LES VITRAUX DE NOTRE-DAME : RÉFLEXIONS SUR « L’ART CONTEMPORAIN »

 Le 8 décembre, Emmanuel Macron visitait le chantier de reconstruction de la cathédrale parisienne, meurtrie par un terrible incendie qui avait provoqué une émotion mondiale. Lors de cette inspection, le Président de la République a annoncé que les vitraux de six des chapelles de la cathédrale seraient retirés et remplacés par des vitraux contemporains. Immédiatement, et après des mois de polémiques sur le remplacement de la flèche, les boucliers se sont levés. Articles, pétitions, prises de positions publiques, parfois sans nuance se sont multipliés. Pourtant, en sortant des polémiques et des formules, le sujet soulève des questions intéressantes.

Vitraux contemporains Chapelle du séminaire inter diocésain de Nantes


Le patrimoine contre l’art ?

Opposer « art » et « patrimoine » peut paraitre saugrenue aux premiers abords car, instinctivement, on associe ce terme de patrimoine à l’immense héritage architectural, religieux, en oubliant souvent le patrimoine industriel ou agricole, maritime ou immatériel. Surtout en France où nos arts ont pu se déployer dans toute leur originalité, leur raffinement, et constituant un marqueur essentiel de notre identité nationale. Cela explique surement les réactions vives et alarmées quand est lancée la simple évocation d’une modification, d’une évolution, d’un édifice appartenant au patrimoine français. Encore plus quand, apportant plus de détails, un responsable mentionne « l’art contemporain ».

● ● ●

*Consigne A:*
Reproduisez intégralement le texte sur les vitraux de Notre-Dame, sans y apporter la moindre modification.
Les entrées qui suivent n'ont aucun rapport avec le texte sur les vitraux de Notre-Dame.

● ● ●

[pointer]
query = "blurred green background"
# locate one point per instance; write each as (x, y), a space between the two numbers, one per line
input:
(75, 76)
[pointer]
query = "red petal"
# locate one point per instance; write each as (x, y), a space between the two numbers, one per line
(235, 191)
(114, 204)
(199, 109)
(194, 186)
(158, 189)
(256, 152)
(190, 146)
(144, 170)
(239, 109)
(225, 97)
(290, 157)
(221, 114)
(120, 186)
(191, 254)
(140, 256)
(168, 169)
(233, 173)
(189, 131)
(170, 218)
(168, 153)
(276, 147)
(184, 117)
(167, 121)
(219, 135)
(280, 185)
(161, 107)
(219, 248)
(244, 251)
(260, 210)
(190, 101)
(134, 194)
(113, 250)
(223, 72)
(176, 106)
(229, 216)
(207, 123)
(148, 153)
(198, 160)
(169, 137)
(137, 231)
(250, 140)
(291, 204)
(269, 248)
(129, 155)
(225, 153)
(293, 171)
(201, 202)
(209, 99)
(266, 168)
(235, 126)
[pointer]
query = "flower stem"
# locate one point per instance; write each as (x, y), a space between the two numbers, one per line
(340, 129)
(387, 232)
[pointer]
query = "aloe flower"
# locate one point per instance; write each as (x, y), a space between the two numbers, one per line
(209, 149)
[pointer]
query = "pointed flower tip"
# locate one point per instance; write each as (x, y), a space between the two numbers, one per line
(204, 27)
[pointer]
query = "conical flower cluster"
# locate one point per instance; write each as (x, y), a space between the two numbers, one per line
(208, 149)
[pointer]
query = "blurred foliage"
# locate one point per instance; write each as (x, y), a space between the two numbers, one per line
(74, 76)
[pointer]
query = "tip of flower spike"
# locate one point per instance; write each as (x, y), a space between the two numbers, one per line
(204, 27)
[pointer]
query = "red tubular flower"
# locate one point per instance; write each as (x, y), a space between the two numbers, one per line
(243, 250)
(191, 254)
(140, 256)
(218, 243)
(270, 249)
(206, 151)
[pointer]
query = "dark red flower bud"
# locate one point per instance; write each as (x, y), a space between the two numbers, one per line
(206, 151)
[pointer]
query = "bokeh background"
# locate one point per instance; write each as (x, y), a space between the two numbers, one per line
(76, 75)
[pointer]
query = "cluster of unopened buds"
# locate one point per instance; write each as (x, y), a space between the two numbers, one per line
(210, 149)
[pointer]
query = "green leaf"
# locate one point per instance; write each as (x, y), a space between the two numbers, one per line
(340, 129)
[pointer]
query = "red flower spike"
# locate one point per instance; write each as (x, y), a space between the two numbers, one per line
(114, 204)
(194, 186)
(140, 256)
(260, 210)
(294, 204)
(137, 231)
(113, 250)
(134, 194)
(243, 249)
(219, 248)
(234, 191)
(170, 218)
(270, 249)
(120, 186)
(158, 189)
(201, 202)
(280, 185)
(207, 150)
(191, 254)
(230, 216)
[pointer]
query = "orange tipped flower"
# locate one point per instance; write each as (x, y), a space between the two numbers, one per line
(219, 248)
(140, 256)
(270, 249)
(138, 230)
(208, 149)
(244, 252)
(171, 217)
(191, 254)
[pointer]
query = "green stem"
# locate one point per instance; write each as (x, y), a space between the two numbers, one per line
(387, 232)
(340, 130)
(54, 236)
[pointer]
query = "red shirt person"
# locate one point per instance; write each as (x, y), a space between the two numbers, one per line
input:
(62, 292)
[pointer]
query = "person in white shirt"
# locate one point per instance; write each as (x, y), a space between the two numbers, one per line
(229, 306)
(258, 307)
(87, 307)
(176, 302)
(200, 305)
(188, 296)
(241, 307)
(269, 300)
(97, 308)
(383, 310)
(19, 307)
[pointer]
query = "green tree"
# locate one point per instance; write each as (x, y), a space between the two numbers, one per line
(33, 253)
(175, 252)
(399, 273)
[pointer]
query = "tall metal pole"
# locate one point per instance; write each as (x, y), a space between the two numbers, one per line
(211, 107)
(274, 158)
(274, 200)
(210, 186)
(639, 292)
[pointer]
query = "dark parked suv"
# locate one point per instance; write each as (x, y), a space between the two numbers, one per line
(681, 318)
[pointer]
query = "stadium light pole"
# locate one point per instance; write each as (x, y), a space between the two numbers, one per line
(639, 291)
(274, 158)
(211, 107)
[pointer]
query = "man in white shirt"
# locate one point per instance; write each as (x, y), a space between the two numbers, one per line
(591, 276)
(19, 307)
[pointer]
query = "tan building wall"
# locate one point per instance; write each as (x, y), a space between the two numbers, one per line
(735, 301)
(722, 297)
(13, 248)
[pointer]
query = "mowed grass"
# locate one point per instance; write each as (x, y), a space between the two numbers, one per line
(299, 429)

● ● ●

*Consigne B:*
Affichez chaque ligne des entrées qui contient la chaîne « white », en tenant compte de la casse.

*Réponse A:*
LES VITRAUX DE NOTRE-DAME : RÉFLEXIONS SUR « L’ART CONTEMPORAIN »

 Le 8 décembre, Emmanuel Macron visitait le chantier de reconstruction de la cathédrale parisienne, meurtrie par un terrible incendie qui avait provoqué une émotion mondiale. Lors de cette inspection, le Président de la République a annoncé que les vitraux de six des chapelles de la cathédrale seraient retirés et remplacés par des vitraux contemporains. Immédiatement, et après des mois de polémiques sur le remplacement de la flèche, les boucliers se sont levés. Articles, pétitions, prises de positions publiques, parfois sans nuance se sont multipliés. Pourtant, en sortant des polémiques et des formules, le sujet soulève des questions intéressantes.

Vitraux contemporains Chapelle du séminaire inter diocésain de Nantes


Le patrimoine contre l’art ?

Opposer « art » et « patrimoine » peut paraitre saugrenue aux premiers abords car, instinctivement, on associe ce terme de patrimoine à l’immense héritage architectural, religieux, en oubliant souvent le patrimoine industriel ou agricole, maritime ou immatériel. Surtout en France où nos arts ont pu se déployer dans toute leur originalité, leur raffinement, et constituant un marqueur essentiel de notre identité nationale. Cela explique surement les réactions vives et alarmées quand est lancée la simple évocation d’une modification, d’une évolution, d’un édifice appartenant au patrimoine français. Encore plus quand, apportant plus de détails, un responsable mentionne « l’art contemporain ».

*Réponse B:*
query = "person in white shirt"
query = "man in white shirt"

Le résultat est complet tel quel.